## Description of the task
Repeat the listing in full. Nothing may be added or left out.

## Data entries
──────

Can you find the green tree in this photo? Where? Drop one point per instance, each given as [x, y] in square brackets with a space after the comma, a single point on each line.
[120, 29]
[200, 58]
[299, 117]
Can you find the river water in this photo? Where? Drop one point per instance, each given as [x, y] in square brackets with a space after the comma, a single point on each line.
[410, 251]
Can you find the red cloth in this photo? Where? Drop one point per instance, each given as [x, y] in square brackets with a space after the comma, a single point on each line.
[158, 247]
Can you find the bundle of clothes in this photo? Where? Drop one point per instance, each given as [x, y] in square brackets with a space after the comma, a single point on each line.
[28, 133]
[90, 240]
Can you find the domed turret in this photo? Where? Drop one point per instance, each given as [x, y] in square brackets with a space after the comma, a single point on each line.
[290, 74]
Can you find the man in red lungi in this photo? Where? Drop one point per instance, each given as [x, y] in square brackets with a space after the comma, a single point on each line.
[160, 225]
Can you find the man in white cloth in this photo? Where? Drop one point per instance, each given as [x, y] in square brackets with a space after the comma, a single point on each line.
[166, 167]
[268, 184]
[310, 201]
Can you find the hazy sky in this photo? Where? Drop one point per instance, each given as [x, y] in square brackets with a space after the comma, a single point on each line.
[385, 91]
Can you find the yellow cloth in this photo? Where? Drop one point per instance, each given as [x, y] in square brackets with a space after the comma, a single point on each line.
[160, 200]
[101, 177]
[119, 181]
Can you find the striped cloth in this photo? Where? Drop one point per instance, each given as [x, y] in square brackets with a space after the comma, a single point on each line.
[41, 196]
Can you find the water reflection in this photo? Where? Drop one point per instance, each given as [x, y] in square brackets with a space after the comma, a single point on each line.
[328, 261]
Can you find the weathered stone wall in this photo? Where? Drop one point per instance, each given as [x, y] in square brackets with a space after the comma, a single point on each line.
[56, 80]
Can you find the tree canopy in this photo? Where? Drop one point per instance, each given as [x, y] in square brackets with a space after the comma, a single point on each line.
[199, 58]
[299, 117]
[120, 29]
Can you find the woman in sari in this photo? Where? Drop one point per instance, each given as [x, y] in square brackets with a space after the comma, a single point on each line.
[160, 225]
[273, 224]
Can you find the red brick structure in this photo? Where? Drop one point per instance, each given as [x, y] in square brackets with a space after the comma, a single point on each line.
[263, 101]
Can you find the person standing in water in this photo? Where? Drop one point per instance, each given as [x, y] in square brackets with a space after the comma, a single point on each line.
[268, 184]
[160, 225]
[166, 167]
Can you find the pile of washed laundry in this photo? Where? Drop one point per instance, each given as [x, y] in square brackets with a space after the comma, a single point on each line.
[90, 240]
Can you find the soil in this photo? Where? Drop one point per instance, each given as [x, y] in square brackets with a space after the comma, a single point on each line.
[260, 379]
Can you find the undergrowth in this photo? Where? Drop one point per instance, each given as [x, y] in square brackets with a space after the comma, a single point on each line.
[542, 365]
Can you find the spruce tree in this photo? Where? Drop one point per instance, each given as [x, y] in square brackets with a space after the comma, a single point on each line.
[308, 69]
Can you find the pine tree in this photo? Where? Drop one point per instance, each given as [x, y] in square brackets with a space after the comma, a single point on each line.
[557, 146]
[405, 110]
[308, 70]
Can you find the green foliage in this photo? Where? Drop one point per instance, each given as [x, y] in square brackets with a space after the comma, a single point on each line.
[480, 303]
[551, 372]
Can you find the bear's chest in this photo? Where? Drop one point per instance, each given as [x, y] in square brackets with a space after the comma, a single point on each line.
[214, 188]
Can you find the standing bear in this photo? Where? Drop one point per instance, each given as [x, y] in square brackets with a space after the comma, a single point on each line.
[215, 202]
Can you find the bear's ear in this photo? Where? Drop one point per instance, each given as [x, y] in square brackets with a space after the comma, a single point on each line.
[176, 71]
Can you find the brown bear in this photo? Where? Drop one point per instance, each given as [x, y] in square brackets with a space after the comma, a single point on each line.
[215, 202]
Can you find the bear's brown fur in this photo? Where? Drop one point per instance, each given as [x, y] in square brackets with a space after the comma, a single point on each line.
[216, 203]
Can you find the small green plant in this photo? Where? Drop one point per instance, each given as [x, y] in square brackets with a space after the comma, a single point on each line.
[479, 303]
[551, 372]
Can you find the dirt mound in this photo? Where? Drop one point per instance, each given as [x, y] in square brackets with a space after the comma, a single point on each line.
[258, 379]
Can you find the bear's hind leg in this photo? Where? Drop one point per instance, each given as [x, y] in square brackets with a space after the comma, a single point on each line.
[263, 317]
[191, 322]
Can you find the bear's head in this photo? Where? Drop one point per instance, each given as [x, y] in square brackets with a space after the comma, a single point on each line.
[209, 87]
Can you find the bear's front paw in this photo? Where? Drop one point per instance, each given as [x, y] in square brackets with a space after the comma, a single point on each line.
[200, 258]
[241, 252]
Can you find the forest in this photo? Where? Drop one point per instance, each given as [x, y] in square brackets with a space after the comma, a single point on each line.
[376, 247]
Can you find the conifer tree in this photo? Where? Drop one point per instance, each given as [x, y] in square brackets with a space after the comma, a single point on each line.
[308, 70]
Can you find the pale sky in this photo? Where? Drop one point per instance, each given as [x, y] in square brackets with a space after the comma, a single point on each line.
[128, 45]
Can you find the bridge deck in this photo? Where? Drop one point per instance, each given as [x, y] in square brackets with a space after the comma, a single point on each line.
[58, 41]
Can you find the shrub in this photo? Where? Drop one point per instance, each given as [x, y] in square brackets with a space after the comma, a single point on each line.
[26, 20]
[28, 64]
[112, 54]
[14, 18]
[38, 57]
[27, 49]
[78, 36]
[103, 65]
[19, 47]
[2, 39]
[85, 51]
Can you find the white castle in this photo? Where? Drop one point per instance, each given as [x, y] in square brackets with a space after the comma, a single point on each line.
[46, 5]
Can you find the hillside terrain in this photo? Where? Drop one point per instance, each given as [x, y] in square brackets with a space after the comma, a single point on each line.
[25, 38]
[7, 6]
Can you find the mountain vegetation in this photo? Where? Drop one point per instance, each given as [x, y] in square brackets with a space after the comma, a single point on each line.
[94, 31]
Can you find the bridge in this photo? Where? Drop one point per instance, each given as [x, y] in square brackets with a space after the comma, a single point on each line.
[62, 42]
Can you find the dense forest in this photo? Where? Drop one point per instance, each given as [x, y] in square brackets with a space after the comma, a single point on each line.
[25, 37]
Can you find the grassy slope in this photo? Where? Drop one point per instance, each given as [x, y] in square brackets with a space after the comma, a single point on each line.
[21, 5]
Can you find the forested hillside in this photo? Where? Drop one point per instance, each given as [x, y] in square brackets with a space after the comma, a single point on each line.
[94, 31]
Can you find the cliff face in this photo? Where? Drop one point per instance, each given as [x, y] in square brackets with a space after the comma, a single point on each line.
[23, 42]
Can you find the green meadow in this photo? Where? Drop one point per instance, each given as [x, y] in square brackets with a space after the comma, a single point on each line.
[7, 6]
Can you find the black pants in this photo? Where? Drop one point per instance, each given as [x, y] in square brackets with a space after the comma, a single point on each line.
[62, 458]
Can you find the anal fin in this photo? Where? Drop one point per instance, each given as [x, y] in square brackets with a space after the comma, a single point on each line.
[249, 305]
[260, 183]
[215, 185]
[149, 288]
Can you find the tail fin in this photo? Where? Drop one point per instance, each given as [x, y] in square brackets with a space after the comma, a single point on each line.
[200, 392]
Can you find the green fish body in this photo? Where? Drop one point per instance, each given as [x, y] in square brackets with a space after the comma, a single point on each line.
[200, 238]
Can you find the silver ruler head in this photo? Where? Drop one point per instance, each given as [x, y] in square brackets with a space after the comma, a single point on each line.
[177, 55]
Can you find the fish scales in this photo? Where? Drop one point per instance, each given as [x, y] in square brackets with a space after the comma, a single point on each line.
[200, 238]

──────

## Complete answer
Can you find the green tree in this photo? Where? Drop one point per instance, each given as [x, y] in square brackets with a space after the comma, a single point on each line.
[120, 29]
[200, 58]
[299, 117]
Can you find the river water in this photo? Where? Drop one point per instance, each given as [x, y] in square brackets with a space after the comma, a single point on each line.
[410, 251]
Can you find the red cloth in this photo? Where? Drop one point per instance, each given as [x, y] in square brackets with a space after the comma, a single point on each line.
[158, 247]
Can you find the bundle of clothes in this photo? Where? Drop one point per instance, each given as [x, y] in square brackets with a space after the comma, a single point on each line.
[28, 133]
[90, 240]
Can you find the domed turret in this photo? Where? Drop one point per instance, each given as [x, y] in square brackets with a space after the comma, a single point on each line.
[290, 74]
Can you find the man in red lungi in this photo? Where? Drop one point per instance, each given as [x, y] in square brackets with a space after the comma, a single point on each line.
[160, 225]
Can you find the man in white cloth in this photo? Where? Drop one point per instance, each given as [x, y] in square brackets with a space after the comma, a single point on each line.
[166, 167]
[268, 184]
[310, 201]
Can you find the hazy sky in this photo? Where? Drop one point per instance, each given as [x, y] in square brackets with a space after the comma, a single point on each line.
[385, 91]
Can you find the yellow cloth in this photo? Where? Drop one point per instance, each given as [x, y] in square brackets with a space after the comma, a single point on each line.
[160, 200]
[101, 177]
[119, 181]
Can you find the striped cloth in this photo? Where? Drop one point per instance, each given as [x, y] in square brackets with a space after the comma, a single point on each line.
[41, 196]
Can you find the water reflection in this photo? Where? Drop one point per instance, each given as [x, y] in square brackets with a space after the comma, a single point on each line.
[328, 261]
Can you find the weathered stone wall in this photo? Where? Drop one point per instance, each given as [x, y] in square brackets with a space after the comma, a single point on each line.
[56, 80]
Can you find the tree canopy in this photo? Where? Drop one point per instance, each given as [x, y] in square brackets with a space after the comma, a single point on each line.
[199, 58]
[299, 117]
[120, 29]
Can you find the woman in sari in this photo? Where? Drop one point per instance, each given as [x, y] in square brackets with a space after the comma, a single point on each line.
[160, 225]
[273, 224]
Can you find the red brick structure in this photo? Where? Drop one point per instance, each given as [x, y] in square brackets with a space after the comma, a single point on each line.
[263, 101]
Can you find the person standing in water in this photo? Where? Drop one point per instance, each given as [x, y] in square brackets with a space after the comma, a single point on each line.
[268, 184]
[160, 225]
[166, 167]
Can you find the pile of washed laundry in this photo? Where? Drop one point per instance, each given as [x, y] in square brackets with a space after the comma, a single point on each line.
[90, 240]
Can you find the soil in this photo? Where? Drop one point per instance, each given as [x, y] in square brackets with a space after the comma, a single point on each line.
[260, 379]
Can you find the undergrowth in this photo? Where? Drop one point per instance, each given as [x, y] in square brackets with a space after the comma, a single point on each line.
[542, 365]
Can you find the spruce tree in this photo? Where? Drop one point per instance, each given as [x, y] in square brackets with a space after the comma, a single point on each line.
[308, 69]
Can you find the pine tree in this photo? Where? Drop one point per instance, each given as [x, y] in square brackets with a space after the comma, a single point on each line.
[557, 146]
[405, 110]
[308, 70]
Can you find the green foliage in this photo? Where? Drop one point per instance, each given as [x, y] in square brackets with a space after the comma, a single point on each line.
[480, 303]
[551, 372]
Can you find the bear's chest in this photo? Where? Drop one point per instance, each given as [x, y] in square brackets with a space after the comma, a single point on each line.
[214, 188]
Can you find the standing bear in this photo? Where? Drop one point per instance, each given as [x, y] in square brackets with a space after the comma, a single point on each line.
[215, 202]
Can you find the bear's ear in this photo? Where? Drop one point per instance, each given as [x, y] in square brackets with a space after the comma, a single point on each line.
[176, 71]
Can you find the brown bear in this photo? Where? Drop one point per instance, each given as [x, y] in square brackets with a space after the comma, a single point on each line.
[215, 202]
Can you find the bear's brown fur in this photo? Where? Drop one point per instance, each given as [x, y] in square brackets with a space after the comma, a single point on each line.
[216, 203]
Can you find the small green plant in this photo? Where? Drop one point per instance, each given as [x, y] in square brackets with a space after the comma, a single point on each line.
[479, 303]
[551, 372]
Can you find the dirt mound in this photo? Where? Drop one point per instance, each given as [x, y] in square brackets with a space after the comma, a single point on each line.
[258, 379]
Can you find the bear's hind leg in this photo? Where? Drop one point per instance, each given as [x, y] in square brackets with a space after the comma, a single point on each line.
[263, 317]
[191, 322]
Can you find the bear's head in this photo? Where? Drop one point per instance, each given as [x, y] in square brackets with a space after the comma, a single point on each line.
[209, 87]
Can you find the bear's front paw in this photo? Where? Drop one point per instance, each given as [x, y] in square brackets with a space after the comma, a single point on each line.
[200, 258]
[241, 252]
Can you find the forest in this photo? Where? Drop one point per instance, each given as [x, y] in square brackets with a space after the comma, a single point on each line.
[376, 247]
Can you find the conifer tree in this photo? Where? Drop one point per instance, each given as [x, y] in square brackets with a space after the comma, a single point on each line.
[308, 70]
Can you find the pale sky in this photo? Where? Drop one point per instance, each given as [x, y] in square brackets with a space after the comma, a single point on each line.
[128, 45]
Can you find the bridge deck in this photo? Where? Drop one point per instance, each given as [x, y] in square brackets with a space after the comma, a single point on each line.
[58, 41]
Can you find the shrub in this photo? Where? Drop one point per instance, each given as [x, y] in square brackets with a space after the comma, a single point on each line.
[26, 20]
[28, 64]
[112, 54]
[14, 18]
[38, 57]
[27, 49]
[78, 36]
[103, 65]
[19, 47]
[2, 39]
[85, 51]
Can you find the white castle in this photo? Where? Drop one point per instance, each given as [x, y] in square brackets with a space after the comma, a single point on each line.
[46, 5]
Can you find the hillside terrain in this photo? Where? Drop one point per instance, each given as [x, y] in square brackets with a space after the comma, a single point on each line.
[25, 38]
[7, 6]
Can you find the mountain vegetation in this photo? Where? Drop one point per instance, each given as [x, y] in square brackets with a space after the comma, a single point on each line.
[94, 31]
Can you find the bridge in this photo? Where? Drop one point per instance, each given as [x, y] in square brackets with a space after the comma, a single point on each line.
[62, 42]
Can you find the dense forest in this photo? Where? Drop one point per instance, each given as [x, y] in square brackets with a space after the comma, a single point on each line.
[25, 37]
Can you find the grassy slope in this photo? Where? Drop one point per instance, each given as [x, y] in square brackets with a space after the comma, a single point on each line.
[21, 5]
Can you find the forested hillside in this photo? Where? Drop one point per instance, each given as [x, y] in square brackets with a space after the comma, a single point on each line.
[94, 31]
Can you find the cliff face in this photo? Where? Drop one point per instance, each given as [x, y] in square brackets with a space after the comma, a single point on each line.
[23, 42]
Can you find the green meadow in this photo? Where? Drop one point per instance, each given as [x, y] in square brackets with a space after the comma, a single point on each line.
[7, 6]
Can you find the black pants in this photo? Where? Drop one point per instance, each given as [x, y] in square brackets with a space after the comma, a single point on each line.
[62, 458]
Can you find the anal fin in this photo? Where? Drop one point per instance, each given as [x, y] in square brackets with a space after the comma, a single point on each line.
[249, 305]
[260, 183]
[215, 185]
[149, 288]
Can you find the tail fin in this photo? Where? Drop one point per instance, each given as [x, y] in square brackets with a space after the comma, a single point on each line.
[200, 392]
Can you find the green fish body in this photo? Where? Drop one point per instance, each given as [x, y] in square brackets with a space after the comma, a single point on each line.
[200, 238]
Can you find the silver ruler head in this photo? Where? Drop one point per instance, each given as [x, y] in square brackets with a space after the comma, a single point on each line.
[177, 55]
Can you find the fish scales in this photo? Where? Drop one point per instance, each given as [x, y] in square brackets with a space after the comma, a single point on each line.
[200, 238]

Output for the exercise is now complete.